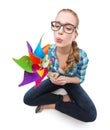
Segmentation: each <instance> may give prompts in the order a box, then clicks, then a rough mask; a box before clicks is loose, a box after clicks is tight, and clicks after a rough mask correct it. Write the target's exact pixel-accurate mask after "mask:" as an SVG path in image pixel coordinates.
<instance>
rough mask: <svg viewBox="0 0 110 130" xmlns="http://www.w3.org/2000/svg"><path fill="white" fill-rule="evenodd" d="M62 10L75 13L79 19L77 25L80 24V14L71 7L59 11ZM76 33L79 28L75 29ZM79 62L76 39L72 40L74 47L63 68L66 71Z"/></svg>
mask: <svg viewBox="0 0 110 130" xmlns="http://www.w3.org/2000/svg"><path fill="white" fill-rule="evenodd" d="M60 12H70V13H71V14H73V15H74V16H75V18H76V21H77V25H76V27H77V28H78V25H79V18H78V15H77V14H76V13H75V12H74V11H73V10H71V9H62V10H60V11H59V12H58V14H59V13H60ZM75 31H76V33H77V30H75ZM78 62H79V49H78V45H77V42H76V41H73V42H72V49H71V51H70V54H69V56H68V59H67V61H66V64H67V65H66V66H65V67H64V68H63V70H64V71H65V72H66V71H68V70H69V69H71V68H74V67H75V65H76V64H77V63H78Z"/></svg>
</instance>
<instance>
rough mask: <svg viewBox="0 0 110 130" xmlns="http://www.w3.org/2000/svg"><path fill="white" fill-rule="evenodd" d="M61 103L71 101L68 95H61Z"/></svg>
mask: <svg viewBox="0 0 110 130" xmlns="http://www.w3.org/2000/svg"><path fill="white" fill-rule="evenodd" d="M63 101H64V102H71V99H70V97H69V95H68V94H67V95H63Z"/></svg>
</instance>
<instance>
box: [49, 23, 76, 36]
mask: <svg viewBox="0 0 110 130" xmlns="http://www.w3.org/2000/svg"><path fill="white" fill-rule="evenodd" d="M53 23H59V24H60V27H59V28H58V29H57V30H54V29H53V28H52V26H53ZM65 25H71V26H73V31H72V32H71V33H68V32H65V29H64V26H65ZM61 27H63V31H64V32H65V33H67V34H72V33H73V32H74V31H75V30H76V29H78V27H77V26H75V25H73V24H71V23H66V24H62V23H60V22H59V21H51V29H52V30H53V31H58V30H60V28H61Z"/></svg>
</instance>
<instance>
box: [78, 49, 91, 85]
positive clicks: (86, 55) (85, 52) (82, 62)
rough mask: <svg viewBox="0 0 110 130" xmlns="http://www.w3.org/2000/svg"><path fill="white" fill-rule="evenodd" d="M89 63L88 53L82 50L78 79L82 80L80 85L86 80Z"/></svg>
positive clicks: (80, 58)
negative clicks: (84, 80) (86, 69)
mask: <svg viewBox="0 0 110 130" xmlns="http://www.w3.org/2000/svg"><path fill="white" fill-rule="evenodd" d="M88 62H89V59H88V57H87V54H86V52H85V51H83V50H81V52H80V60H79V63H78V67H77V77H78V78H79V79H80V83H82V82H83V81H84V79H85V75H86V69H87V66H88Z"/></svg>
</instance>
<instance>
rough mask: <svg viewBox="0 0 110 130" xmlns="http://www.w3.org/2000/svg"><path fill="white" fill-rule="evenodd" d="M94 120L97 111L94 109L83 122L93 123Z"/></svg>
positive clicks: (96, 113) (92, 109)
mask: <svg viewBox="0 0 110 130" xmlns="http://www.w3.org/2000/svg"><path fill="white" fill-rule="evenodd" d="M96 118H97V110H96V109H95V108H94V109H92V110H91V111H90V112H89V113H88V116H87V118H86V121H85V122H93V121H95V120H96Z"/></svg>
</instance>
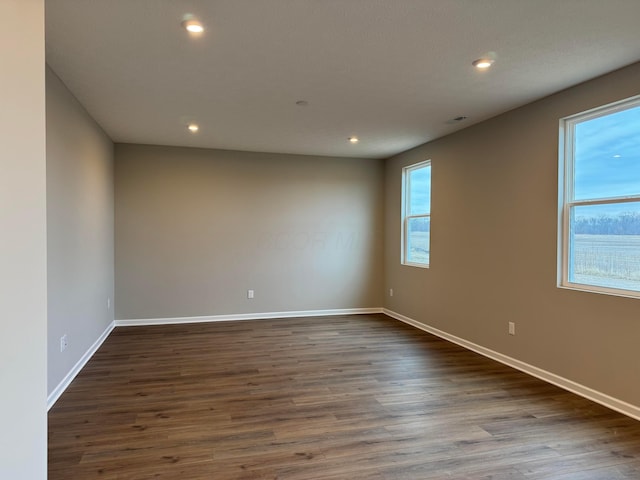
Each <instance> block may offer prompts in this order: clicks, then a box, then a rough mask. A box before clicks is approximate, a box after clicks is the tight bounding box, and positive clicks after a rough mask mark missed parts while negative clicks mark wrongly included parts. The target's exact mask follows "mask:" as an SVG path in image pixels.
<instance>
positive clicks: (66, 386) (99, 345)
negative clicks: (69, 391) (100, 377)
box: [47, 321, 116, 411]
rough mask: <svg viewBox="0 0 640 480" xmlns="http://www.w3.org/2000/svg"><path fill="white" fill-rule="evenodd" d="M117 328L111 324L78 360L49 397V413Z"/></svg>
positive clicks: (48, 403)
mask: <svg viewBox="0 0 640 480" xmlns="http://www.w3.org/2000/svg"><path fill="white" fill-rule="evenodd" d="M115 326H116V322H115V321H113V322H111V323H110V324H109V325H108V326H107V328H106V329H105V331H104V332H102V334H101V335H100V337H98V339H97V340H96V341H95V342H93V345H91V346H90V347H89V350H87V351H86V352H85V354H84V355H83V356H82V358H80V360H78V362H77V363H76V364H75V365H74V366H73V368H72V369H71V370H70V371H69V373H67V375H66V376H65V377H64V378H63V379H62V381H61V382H60V383H59V384H58V386H57V387H56V388H54V389H53V391H52V392H51V393H50V394H49V396H48V397H47V411H49V410H51V407H53V405H54V404H55V403H56V401H57V400H58V398H60V395H62V394H63V393H64V391H65V390H66V389H67V387H68V386H69V385H70V384H71V382H72V381H73V379H74V378H76V375H78V373H80V370H82V368H83V367H84V366H85V365H86V364H87V362H88V361H89V360H90V359H91V357H93V354H94V353H96V352H97V351H98V348H100V346H101V345H102V344H103V343H104V341H105V340H106V339H107V337H108V336H109V334H110V333H111V332H112V331H113V329H114V328H115Z"/></svg>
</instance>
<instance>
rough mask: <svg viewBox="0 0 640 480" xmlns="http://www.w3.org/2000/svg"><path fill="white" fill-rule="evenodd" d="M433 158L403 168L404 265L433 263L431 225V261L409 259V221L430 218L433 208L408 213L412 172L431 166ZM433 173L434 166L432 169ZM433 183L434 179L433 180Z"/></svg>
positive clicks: (429, 254) (410, 265)
mask: <svg viewBox="0 0 640 480" xmlns="http://www.w3.org/2000/svg"><path fill="white" fill-rule="evenodd" d="M430 166H431V160H425V161H423V162H419V163H414V164H413V165H408V166H406V167H404V168H403V169H402V234H401V253H400V255H401V258H400V263H401V264H402V265H408V266H411V267H420V268H429V265H430V264H431V227H429V262H428V263H424V262H411V261H409V260H407V254H408V252H407V241H408V233H407V232H408V227H409V221H410V220H411V219H413V218H429V219H431V209H429V213H427V214H419V215H407V211H408V209H409V208H408V206H409V205H410V203H409V202H410V200H411V199H410V196H411V175H410V173H411V172H412V171H413V170H419V169H421V168H424V167H430ZM431 172H432V173H433V168H432V169H431ZM431 183H433V181H432V182H431ZM429 196H431V184H430V185H429Z"/></svg>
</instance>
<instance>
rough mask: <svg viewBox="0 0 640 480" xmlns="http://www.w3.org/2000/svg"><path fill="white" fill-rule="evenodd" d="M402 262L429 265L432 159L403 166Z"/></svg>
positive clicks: (421, 264) (402, 197)
mask: <svg viewBox="0 0 640 480" xmlns="http://www.w3.org/2000/svg"><path fill="white" fill-rule="evenodd" d="M402 187H403V188H402V191H403V192H402V263H403V264H405V265H414V266H418V267H428V266H429V250H430V248H429V244H430V240H429V237H430V234H431V162H430V161H427V162H422V163H418V164H416V165H411V166H409V167H405V168H404V169H403V170H402Z"/></svg>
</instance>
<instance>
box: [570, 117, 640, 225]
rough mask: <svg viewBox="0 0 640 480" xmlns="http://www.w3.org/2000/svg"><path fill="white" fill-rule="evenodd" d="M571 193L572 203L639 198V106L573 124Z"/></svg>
mask: <svg viewBox="0 0 640 480" xmlns="http://www.w3.org/2000/svg"><path fill="white" fill-rule="evenodd" d="M574 191H575V193H574V199H575V200H586V199H597V198H606V197H621V196H628V195H638V194H640V106H636V107H633V108H629V109H627V110H623V111H620V112H616V113H613V114H608V115H603V116H601V117H597V118H594V119H591V120H587V121H584V122H580V123H578V124H576V126H575V183H574ZM619 208H620V207H619V206H618V207H614V209H615V211H619ZM602 212H603V211H602V210H600V213H601V214H602ZM611 213H614V210H611Z"/></svg>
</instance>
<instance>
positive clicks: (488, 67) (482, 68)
mask: <svg viewBox="0 0 640 480" xmlns="http://www.w3.org/2000/svg"><path fill="white" fill-rule="evenodd" d="M493 62H494V60H493V59H491V58H479V59H477V60H474V61H473V63H472V65H473V66H474V67H476V68H478V69H480V70H486V69H487V68H489V67H490V66H491V65H493Z"/></svg>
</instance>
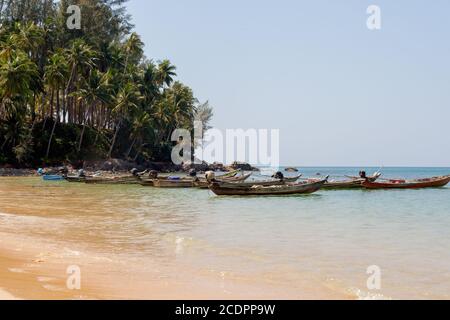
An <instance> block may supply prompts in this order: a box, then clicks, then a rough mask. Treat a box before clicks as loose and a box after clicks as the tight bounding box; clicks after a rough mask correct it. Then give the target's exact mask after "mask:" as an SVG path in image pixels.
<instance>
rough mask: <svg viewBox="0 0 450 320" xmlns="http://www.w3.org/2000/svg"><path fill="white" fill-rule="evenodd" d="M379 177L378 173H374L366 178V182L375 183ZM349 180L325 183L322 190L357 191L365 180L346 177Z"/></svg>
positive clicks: (354, 177) (362, 178) (350, 177)
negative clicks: (370, 176) (369, 176)
mask: <svg viewBox="0 0 450 320" xmlns="http://www.w3.org/2000/svg"><path fill="white" fill-rule="evenodd" d="M380 176H381V174H380V173H375V174H374V175H372V176H371V177H368V178H367V180H368V181H370V182H375V181H377V179H378V178H379V177H380ZM348 178H350V180H344V181H327V183H325V184H324V186H323V188H322V189H327V190H330V189H333V190H337V189H358V188H362V187H363V186H362V183H363V182H364V181H366V179H363V178H358V177H348Z"/></svg>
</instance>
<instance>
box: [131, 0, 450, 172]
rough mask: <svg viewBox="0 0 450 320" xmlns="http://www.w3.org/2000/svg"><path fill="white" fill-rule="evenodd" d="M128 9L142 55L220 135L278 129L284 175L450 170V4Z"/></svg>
mask: <svg viewBox="0 0 450 320" xmlns="http://www.w3.org/2000/svg"><path fill="white" fill-rule="evenodd" d="M371 4H375V5H378V6H380V8H381V15H382V29H381V30H379V31H369V30H368V29H367V27H366V20H367V17H368V15H367V14H366V9H367V7H368V6H369V5H371ZM128 7H129V12H130V13H131V14H132V16H133V22H134V24H135V25H136V31H137V32H138V33H139V34H140V35H141V36H142V38H143V41H144V42H145V43H146V50H145V51H146V55H147V56H148V57H150V58H154V59H155V60H158V59H163V58H168V59H170V60H171V61H172V63H174V64H175V65H176V66H177V68H178V69H177V72H178V75H179V79H180V80H181V81H183V82H184V83H186V84H188V85H189V86H191V87H192V88H193V89H194V92H195V94H196V96H197V97H198V98H199V99H200V100H201V101H204V100H209V101H210V103H211V105H212V106H213V107H214V112H215V116H214V120H213V123H212V124H213V125H214V126H216V127H218V128H221V129H225V128H243V129H246V128H268V129H270V128H274V129H280V143H281V155H280V157H281V163H282V164H286V165H300V166H370V165H372V166H381V165H384V166H450V136H449V130H448V126H449V124H450V37H449V35H450V19H449V15H450V2H449V1H448V0H433V1H425V0H423V1H418V0H407V1H406V0H403V1H401V0H396V1H392V0H389V1H388V0H383V1H365V0H346V1H344V0H342V1H336V0H328V1H325V0H314V1H313V0H311V1H298V0H297V1H263V0H246V1H237V0H227V1H213V0H189V1H182V0H177V1H175V0H160V1H149V0H130V3H129V4H128Z"/></svg>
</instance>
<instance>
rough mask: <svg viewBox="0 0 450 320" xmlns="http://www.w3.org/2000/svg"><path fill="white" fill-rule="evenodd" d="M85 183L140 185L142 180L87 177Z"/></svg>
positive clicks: (138, 177) (106, 177)
mask: <svg viewBox="0 0 450 320" xmlns="http://www.w3.org/2000/svg"><path fill="white" fill-rule="evenodd" d="M85 182H86V183H88V184H139V183H140V182H141V180H140V178H139V177H136V176H122V177H120V176H119V177H112V178H110V177H86V179H85Z"/></svg>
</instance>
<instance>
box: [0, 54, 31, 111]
mask: <svg viewBox="0 0 450 320" xmlns="http://www.w3.org/2000/svg"><path fill="white" fill-rule="evenodd" d="M37 77H39V73H38V71H37V66H36V64H35V63H34V62H32V61H31V60H30V59H29V58H28V56H27V55H26V54H25V53H24V52H23V51H20V50H15V51H14V52H13V53H12V55H11V56H10V57H9V58H8V59H1V60H0V107H1V105H2V103H3V102H4V101H5V99H8V100H10V101H14V100H22V101H23V100H26V98H29V96H31V95H32V83H33V81H34V80H35V78H37ZM2 112H7V110H1V109H0V114H1V113H2Z"/></svg>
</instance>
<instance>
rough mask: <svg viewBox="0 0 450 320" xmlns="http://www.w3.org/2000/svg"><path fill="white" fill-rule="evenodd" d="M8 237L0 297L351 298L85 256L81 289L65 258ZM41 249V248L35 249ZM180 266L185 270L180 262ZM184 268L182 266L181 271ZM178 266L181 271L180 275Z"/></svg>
mask: <svg viewBox="0 0 450 320" xmlns="http://www.w3.org/2000/svg"><path fill="white" fill-rule="evenodd" d="M8 236H9V237H10V236H11V235H7V234H0V237H1V239H3V240H1V241H0V300H13V299H26V300H79V299H83V300H101V299H113V300H123V299H138V300H139V299H163V300H164V299H171V300H172V299H193V300H199V299H220V300H222V299H223V300H229V299H352V298H353V297H351V296H350V295H345V294H340V293H337V292H334V291H333V290H327V288H315V289H314V288H308V289H307V290H305V291H303V292H302V293H297V294H295V295H293V293H292V292H289V290H287V291H286V292H282V291H279V290H278V288H275V287H273V288H271V287H270V286H265V287H262V286H260V285H255V283H251V282H247V283H245V282H235V283H232V281H229V282H228V283H227V290H224V285H223V281H217V280H215V279H211V278H208V277H207V276H206V277H204V278H203V279H202V281H201V282H196V283H193V282H192V280H191V279H189V278H184V277H185V276H184V275H183V276H182V277H181V278H180V277H176V276H173V275H172V276H164V275H162V273H161V272H160V270H159V269H158V268H157V267H155V271H154V272H151V271H148V270H145V271H142V272H137V273H135V272H132V273H130V270H129V268H127V266H126V265H123V264H122V265H117V264H115V263H108V262H106V261H103V262H98V263H92V261H83V259H74V258H72V259H70V262H71V263H76V265H78V266H79V267H80V270H81V272H82V273H81V274H82V278H81V279H82V280H81V289H80V290H69V289H68V288H67V285H66V281H67V278H68V277H69V275H68V274H67V273H66V271H67V263H68V262H69V261H68V260H66V259H64V260H61V259H59V258H55V257H57V255H56V254H53V253H52V252H49V251H48V252H46V251H45V249H51V248H44V247H42V244H40V245H39V246H38V245H36V244H37V242H36V243H35V244H34V245H33V246H32V247H34V248H31V246H28V247H27V248H24V246H23V244H18V243H14V241H8V240H4V239H7V237H8ZM38 247H40V249H39V250H37V248H38ZM181 268H183V267H182V266H181ZM183 271H185V270H183ZM183 273H184V272H182V270H180V274H183Z"/></svg>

------------------------------------------------------------------------

* Work instructions: Among the lines above, find the one with "positive clicks: (354, 177)" and the one with "box: [131, 0, 450, 172]". Quote both and everything between them, exactly.

* Your solution:
positive clicks: (354, 177) (362, 178) (350, 177)
negative clicks: (370, 176) (369, 176)
mask: <svg viewBox="0 0 450 320" xmlns="http://www.w3.org/2000/svg"><path fill="white" fill-rule="evenodd" d="M380 176H381V174H380V173H375V174H374V175H372V176H371V177H368V178H367V180H368V181H370V182H375V181H377V179H378V178H379V177H380ZM348 178H350V180H344V181H327V183H325V184H324V186H323V188H322V189H327V190H330V189H333V190H337V189H358V188H362V187H363V186H362V183H363V182H364V181H366V179H363V178H358V177H348Z"/></svg>
</instance>
<instance>
box: [131, 0, 450, 172]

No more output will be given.